Sayfa alıntısı:
────────────────

Kuzey Amerika turneleri genelde dört ve üzeri grubun birlikte turladığı, çoğunlukla türdaş toplulukların bir arada görülebileceği güzel doğa olaylarıdır. Hatırı sayılır miktarda tanık olduğum bu turnelerin ortak özelliklerinden biri, grup sayısının fazlalığı dolayısıyla çoğu zaman 19.00 gibi başlayan bu konserleri açan grupların, genellikle dörtte biri ila yarısı dolu salonlara çalmasıdır. DARKANE, ABORTED, HATE ETERNAL, THE HAUNTED, DEW-SCENTED, DEVILDRIVER gibi grupları birkaç yüz kişiye çalarken izlemişliğim var. Bu konserlerin headliner grupları ise, mutlaka 2.000 ve üstü kitleye çalmışlardır. O taraflarda yaşadığım bir sene boyunca gittiğim çok sayıda konserde bu durumu kıran ve saat 19.00’da mekanı neredeyse dolduran tek bir açılış grubu vardı.
AMON AMARTH, yükselişine tanık olmaktan dolayı zevk duyduğum grupların başında geliyor. “The Avenger” ile tanıştığım grubun ta o zamandan günümüze gelişine bire bir tanık olmak, o zamanlar adı pek az yerde geçen bu grubun Viking metalin, hatta melodik death metalin zirvesine çıkışını izlemek, gerçekten de hoş bir tecrübeydi. “Wrath of the Norsemen” DVD’sindeki röportajda “Bir gün başka işlerde çalışmak zorunda olmadan, sadece müzik yaparak yaşayabilmenin hayalini kuruyoruz” diyen Johan Hegg ve grubunun,bu demeçten çok kısa bir süre sonra bu hayaline ulaşmış oluşu, bir müziksever olarak beni memnun ediyor.
Evet. AMON AMARTH bugün dünyanın en meşhur gruplarından biri. Sevmeyeni az, seveni enginlere sığmaz. Kendi tarzlarını, tınılarını oturtmuş olmaları; melodileriyle on binlerce insanı kendilerine bağlamaları; geleneksel heavy metale dayanmış sırtları ve yeterince yaratıcı olmazsanız gayet sıkışıp kalabileceğiniz bir tür içinde hala yaratıcı işler ortaya koyabilmeleri, grubun en büyük artıları.

────────────────

Veri bölümü:
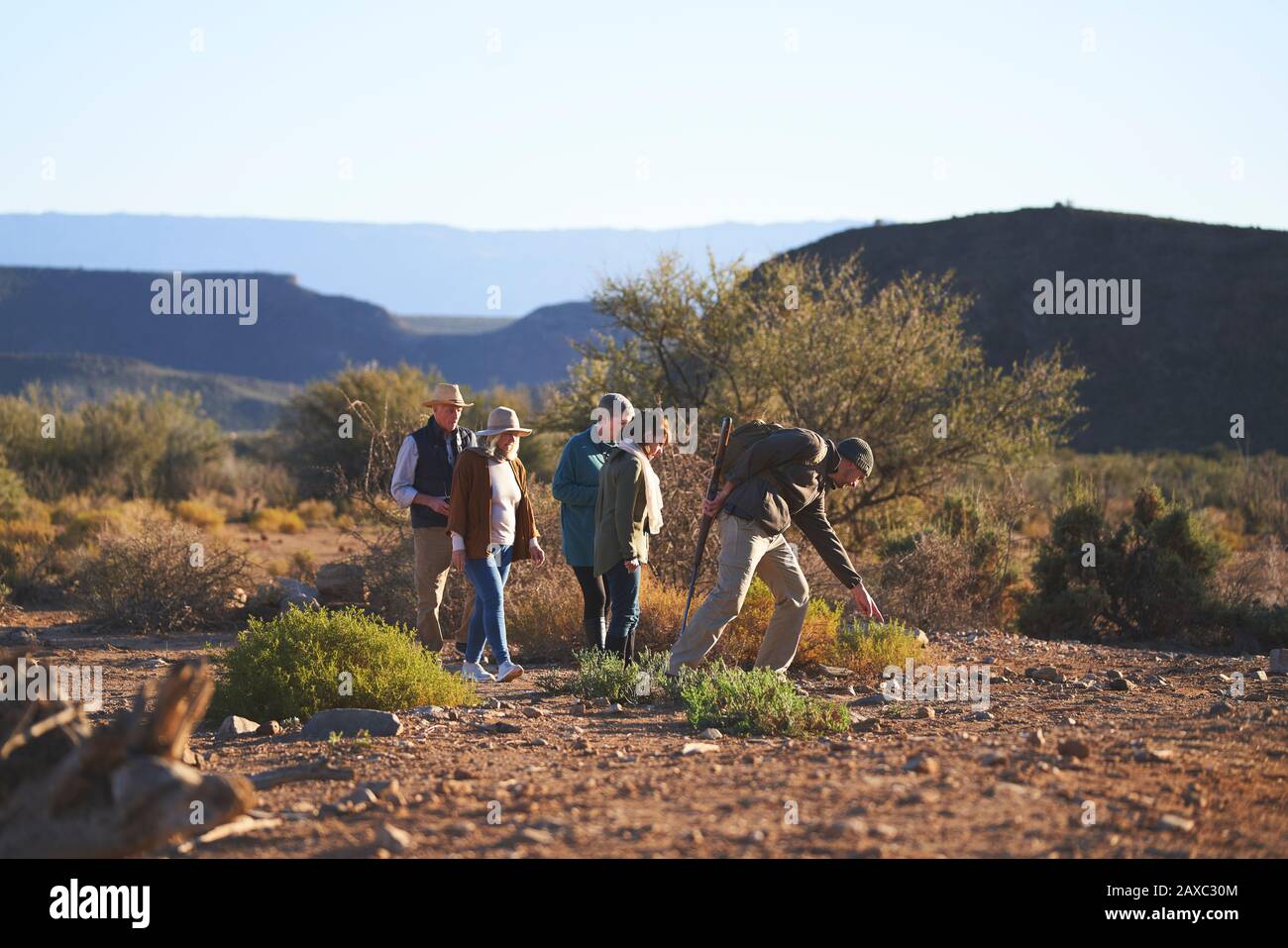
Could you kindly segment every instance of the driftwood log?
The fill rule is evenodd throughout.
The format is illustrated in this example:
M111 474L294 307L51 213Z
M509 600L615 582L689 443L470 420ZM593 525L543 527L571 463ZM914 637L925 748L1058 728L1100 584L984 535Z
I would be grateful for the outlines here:
M57 696L0 702L0 858L140 855L251 810L245 777L183 763L213 693L205 661L193 659L97 729Z

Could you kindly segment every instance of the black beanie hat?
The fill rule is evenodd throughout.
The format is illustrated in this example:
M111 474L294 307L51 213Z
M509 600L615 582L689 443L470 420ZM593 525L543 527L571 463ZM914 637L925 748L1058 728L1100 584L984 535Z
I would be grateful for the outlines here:
M863 477L872 474L872 448L862 438L846 438L836 446L836 453L846 461L855 464L863 471Z

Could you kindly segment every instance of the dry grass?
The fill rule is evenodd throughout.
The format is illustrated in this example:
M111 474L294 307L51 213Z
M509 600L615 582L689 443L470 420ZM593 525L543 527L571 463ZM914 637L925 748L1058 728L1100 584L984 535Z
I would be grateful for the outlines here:
M182 500L174 505L174 515L201 529L215 531L224 526L224 511L201 500Z
M251 529L258 529L261 533L303 533L307 529L304 518L294 510L283 510L282 507L256 510L250 515L249 524Z

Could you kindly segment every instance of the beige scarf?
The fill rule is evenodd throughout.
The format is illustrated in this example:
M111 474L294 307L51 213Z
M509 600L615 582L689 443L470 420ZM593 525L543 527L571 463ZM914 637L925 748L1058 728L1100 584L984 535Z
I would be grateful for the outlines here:
M617 447L640 459L644 466L644 522L649 533L662 532L662 482L658 479L648 455L630 438L617 442Z

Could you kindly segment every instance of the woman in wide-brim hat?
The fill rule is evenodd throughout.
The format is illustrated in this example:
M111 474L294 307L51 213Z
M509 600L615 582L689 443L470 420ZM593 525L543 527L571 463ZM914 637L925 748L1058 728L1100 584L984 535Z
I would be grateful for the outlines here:
M510 681L523 674L523 667L510 661L505 639L505 581L516 560L531 559L537 565L546 562L528 501L528 473L519 460L519 439L532 429L519 424L518 412L501 406L492 410L487 428L477 434L479 447L466 448L456 460L447 519L452 563L474 583L474 614L461 675L471 681ZM484 643L496 658L496 675L480 665Z

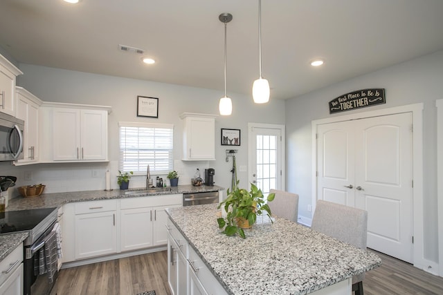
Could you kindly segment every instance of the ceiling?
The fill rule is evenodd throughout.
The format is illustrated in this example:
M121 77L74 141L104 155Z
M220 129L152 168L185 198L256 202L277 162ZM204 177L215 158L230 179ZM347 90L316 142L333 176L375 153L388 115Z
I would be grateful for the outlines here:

────────────────

Verilen görev:
Sayfa alıntısında yazarın birkaç yüz kişiye çalarken izlediğini söylediği grupların hepsini yaz.

Tamamlanan görev:
DARKANE, ABORTED, HATE ETERNAL, THE HAUNTED, DEW-SCENTED, DEVILDRIVER